Referring expression pointing data

=== Section Start ===

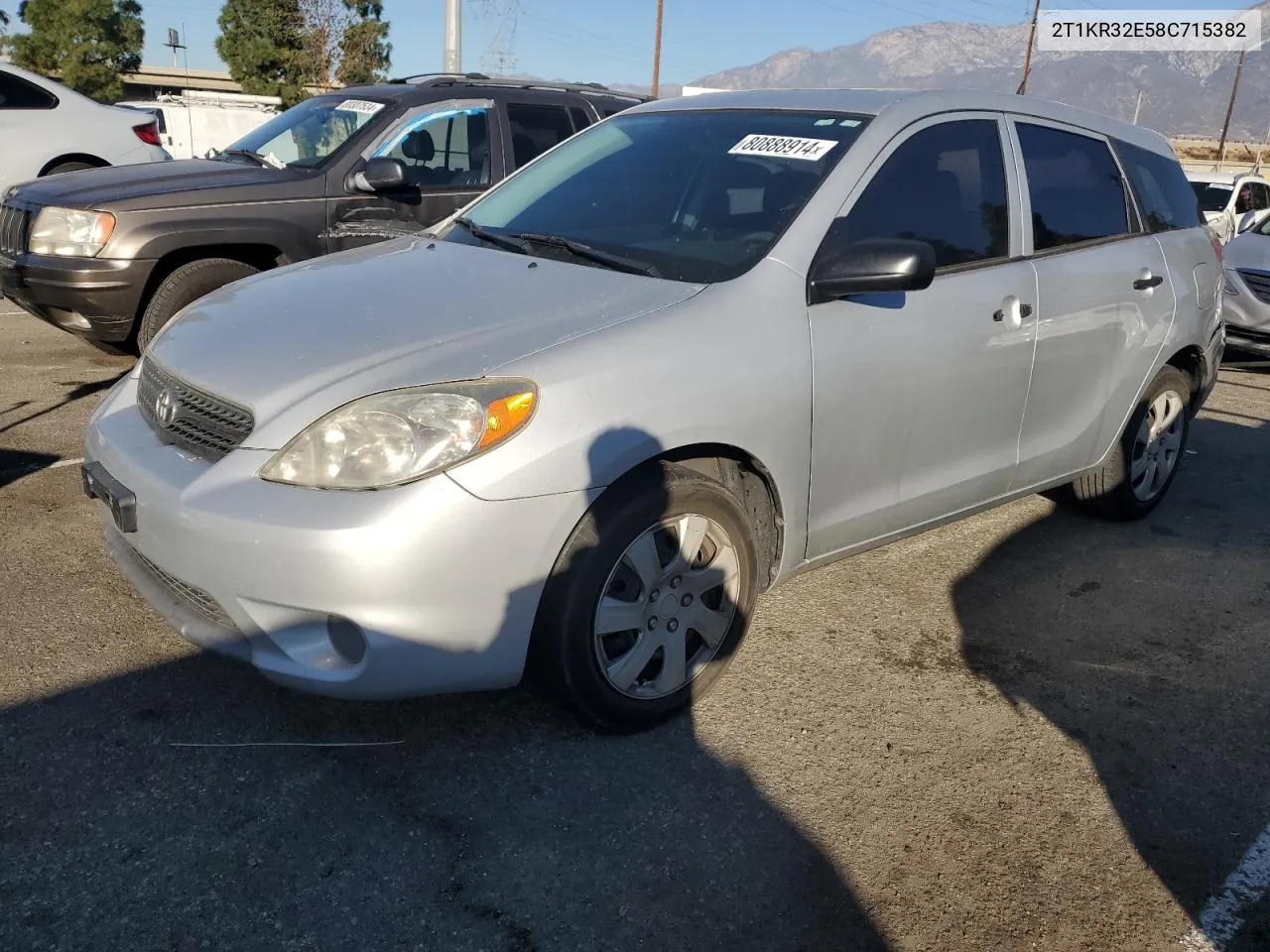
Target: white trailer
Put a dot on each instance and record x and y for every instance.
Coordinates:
(195, 122)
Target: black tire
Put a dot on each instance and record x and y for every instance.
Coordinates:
(1107, 492)
(566, 655)
(70, 167)
(185, 286)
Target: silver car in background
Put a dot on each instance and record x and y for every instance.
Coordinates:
(1247, 290)
(695, 350)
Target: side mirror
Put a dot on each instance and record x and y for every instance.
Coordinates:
(870, 267)
(381, 175)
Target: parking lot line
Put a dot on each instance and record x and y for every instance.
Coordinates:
(1223, 914)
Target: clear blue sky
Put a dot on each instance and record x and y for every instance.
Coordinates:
(611, 41)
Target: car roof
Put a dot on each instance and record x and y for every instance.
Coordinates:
(1222, 178)
(901, 107)
(434, 85)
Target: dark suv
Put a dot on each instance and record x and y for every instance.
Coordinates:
(113, 254)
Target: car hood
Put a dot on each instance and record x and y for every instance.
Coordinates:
(153, 184)
(405, 312)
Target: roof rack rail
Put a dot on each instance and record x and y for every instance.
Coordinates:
(423, 76)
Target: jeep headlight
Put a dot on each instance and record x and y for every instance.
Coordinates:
(70, 232)
(402, 435)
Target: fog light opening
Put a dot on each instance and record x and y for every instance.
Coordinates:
(347, 639)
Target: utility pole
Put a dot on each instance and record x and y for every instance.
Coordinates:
(1032, 40)
(453, 49)
(657, 51)
(1229, 108)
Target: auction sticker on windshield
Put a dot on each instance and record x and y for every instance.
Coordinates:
(784, 148)
(359, 105)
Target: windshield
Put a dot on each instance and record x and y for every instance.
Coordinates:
(1213, 195)
(309, 134)
(695, 195)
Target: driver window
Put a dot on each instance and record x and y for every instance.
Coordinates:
(945, 185)
(444, 150)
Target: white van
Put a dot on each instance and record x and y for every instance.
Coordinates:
(194, 123)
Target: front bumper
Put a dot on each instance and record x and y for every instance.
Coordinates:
(94, 298)
(413, 590)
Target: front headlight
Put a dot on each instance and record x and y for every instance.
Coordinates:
(400, 435)
(70, 232)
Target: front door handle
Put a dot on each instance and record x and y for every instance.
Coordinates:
(1015, 309)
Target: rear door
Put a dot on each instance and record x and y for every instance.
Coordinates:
(451, 151)
(1105, 298)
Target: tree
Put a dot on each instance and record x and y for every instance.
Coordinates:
(85, 44)
(345, 41)
(263, 44)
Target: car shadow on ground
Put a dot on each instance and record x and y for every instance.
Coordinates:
(16, 463)
(467, 823)
(1173, 716)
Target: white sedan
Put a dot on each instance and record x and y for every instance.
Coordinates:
(49, 128)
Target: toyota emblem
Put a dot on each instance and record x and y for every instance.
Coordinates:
(166, 408)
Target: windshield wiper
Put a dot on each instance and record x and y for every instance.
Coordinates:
(580, 249)
(259, 159)
(506, 243)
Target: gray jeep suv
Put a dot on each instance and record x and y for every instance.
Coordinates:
(112, 254)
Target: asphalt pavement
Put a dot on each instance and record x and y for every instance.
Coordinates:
(1030, 730)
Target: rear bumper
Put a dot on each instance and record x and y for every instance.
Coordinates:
(94, 298)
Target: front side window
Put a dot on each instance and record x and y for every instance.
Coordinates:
(307, 135)
(1075, 185)
(945, 185)
(1213, 195)
(698, 195)
(1166, 197)
(445, 149)
(16, 93)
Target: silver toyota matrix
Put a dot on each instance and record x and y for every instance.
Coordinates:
(683, 357)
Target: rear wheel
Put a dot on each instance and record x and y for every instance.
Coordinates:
(185, 286)
(648, 599)
(1143, 463)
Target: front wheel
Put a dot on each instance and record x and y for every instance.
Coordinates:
(648, 601)
(1143, 463)
(185, 286)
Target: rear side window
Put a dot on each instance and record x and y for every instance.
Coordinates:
(1075, 184)
(16, 93)
(536, 128)
(1166, 197)
(945, 185)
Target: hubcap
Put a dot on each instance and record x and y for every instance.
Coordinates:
(1157, 445)
(667, 606)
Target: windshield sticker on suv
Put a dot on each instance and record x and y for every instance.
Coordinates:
(784, 148)
(359, 105)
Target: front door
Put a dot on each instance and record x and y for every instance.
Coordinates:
(919, 398)
(1106, 301)
(451, 153)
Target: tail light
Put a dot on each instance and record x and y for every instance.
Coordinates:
(148, 134)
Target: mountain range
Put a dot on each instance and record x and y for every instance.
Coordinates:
(1183, 94)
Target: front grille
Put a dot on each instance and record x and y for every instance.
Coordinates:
(13, 230)
(1257, 282)
(194, 598)
(190, 417)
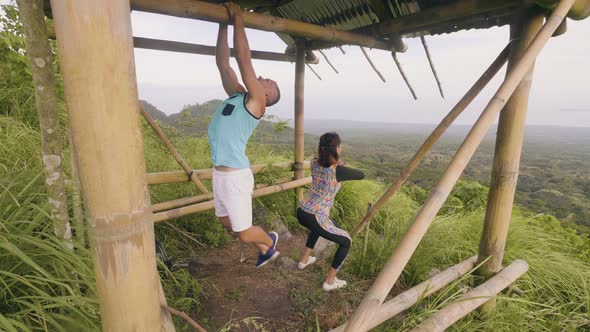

=== Section End ===

Work order -
Would you retype every record above exactly, leaving out the pictures?

Output for this task -
Target: white trailer
Put a dot on each instance and record x and y for every instance.
Coordinates:
(195, 122)
Target: black tire
Put a dot on each instance and record x and y for every instance.
Coordinates:
(1107, 492)
(566, 655)
(70, 167)
(185, 286)
Target: silver car in background
Put a dot on each instance and record x and y for every instance.
Coordinates:
(1247, 290)
(695, 350)
Target: side mirror
Put a dot on each instance and record x and y for every instance.
Coordinates:
(870, 267)
(381, 175)
Target: parking lot line
Put a dot on each instance and record x and y for every instance.
Coordinates:
(1223, 914)
Target: clear blue sky
Put a dot on each instance and record x and y for every instance.
Coordinates:
(611, 41)
Target: car roof
Put a dot on each instance and record x and y for every instance.
Coordinates:
(1222, 178)
(901, 107)
(434, 85)
Target: dark suv
Put a dot on each instance and record x and y for every instance.
Coordinates:
(113, 254)
Target: car hood
Put a dot on each instance and record x and y for every instance.
Coordinates:
(153, 184)
(405, 312)
Target: roof rack rail
Put a dot on each instance and record x and y for every instance.
Coordinates:
(423, 76)
Target: jeep headlight
Put a dot on each instance and record x and y for every instance.
Coordinates:
(70, 232)
(402, 435)
Target: fog light opening
Put a dot on each instance and record x and y for every instance.
Coordinates:
(347, 639)
Target: utility pole
Put a dot on each instance and record x and y for every instance.
Coordinates:
(1032, 40)
(453, 49)
(657, 51)
(1229, 108)
Target: auction sticker on windshield
Put a dot on each instance and record x and y for every instance.
Coordinates:
(784, 148)
(359, 105)
Target: windshield
Put a dot on each instance and record x and y for every instance.
Coordinates:
(1213, 195)
(309, 134)
(695, 195)
Target: driver window
Put a dot on each instance and record x and y for every instance.
Coordinates:
(945, 185)
(444, 150)
Target: white van
Put a dot on each instance and record x and y for every instance.
Coordinates:
(194, 123)
Target: front bumper
Put a dot on each instance and record x and y for every instance.
Coordinates:
(94, 298)
(413, 590)
Target: front headlight
Put a dot on each instance and record x and y for every instance.
Coordinates:
(400, 435)
(70, 232)
Target: front door handle
Put a dot on each instance and record x and y for every instance.
Coordinates:
(1015, 309)
Target: rear door
Put a dot on each instance and record x and y for every instance.
Coordinates:
(451, 151)
(1105, 298)
Target: tree
Put a dot on each instance and record x and y for every instance.
Coordinates:
(85, 44)
(345, 41)
(263, 44)
Target: car shadow on ground
Put a dot on each instance and record x and y for every instance.
Coordinates:
(16, 463)
(467, 823)
(1173, 716)
Target: white sedan
Put a dot on each instance and record x and y for every instance.
Coordinates:
(49, 128)
Target: toyota emblem
Put a dot on each instance and record x and y for every instance.
Coordinates:
(166, 408)
Target: windshield wiper
Put a dot on each instance and record x and y for every instance.
Coordinates:
(580, 249)
(259, 159)
(506, 243)
Target: gray jeep suv
Put a dot on each instance and record x and y for every instance.
Coordinates:
(112, 254)
Target: asphalt pavement
Put a dot on each instance and record x and y for every instance.
Coordinates:
(1030, 730)
Target: rear bumper
Put a dot on each instance and record x and y for every instance.
Coordinates:
(94, 298)
Target: front side window
Put a dot on each instance and record x and y for every instance.
Coordinates:
(307, 135)
(1075, 185)
(945, 185)
(1213, 195)
(698, 195)
(1166, 197)
(445, 149)
(16, 93)
Target: silver toyota matrix
Put a dot on each instance and record x and y for every instance.
Coordinates:
(683, 357)
Target: rear wheel
Put a dot on each instance and record x and y for every instance.
Coordinates:
(185, 286)
(648, 599)
(1143, 463)
Target: front wheel
Put a dot on each instance and record x and y for every instance.
Coordinates:
(648, 601)
(1143, 463)
(185, 286)
Target: rear side window
Put a dot on each instance and record x and y for every instance.
Coordinates:
(1075, 184)
(16, 93)
(536, 128)
(1166, 197)
(945, 185)
Target: hubcap
Put a dot on each instance and record x and y for every instance.
Coordinates:
(1157, 445)
(667, 606)
Target: windshield sticker on suv
Put a dot on each instance and record x and y for every instance.
Coordinates:
(784, 148)
(359, 105)
Target: front door
Put a dot on each instance and record x and y for every instance.
Coordinates:
(919, 398)
(1106, 301)
(451, 153)
Target: tail light
Put a dot on each instance and record x and y for every instance.
Coordinates:
(148, 134)
Target: mountain range
Put a dot on each instance and record x and y for every instance.
Coordinates:
(1183, 94)
Target: front grille
Put a dot on each instance and record x and y for every instance.
Coordinates:
(13, 230)
(1257, 282)
(194, 598)
(190, 417)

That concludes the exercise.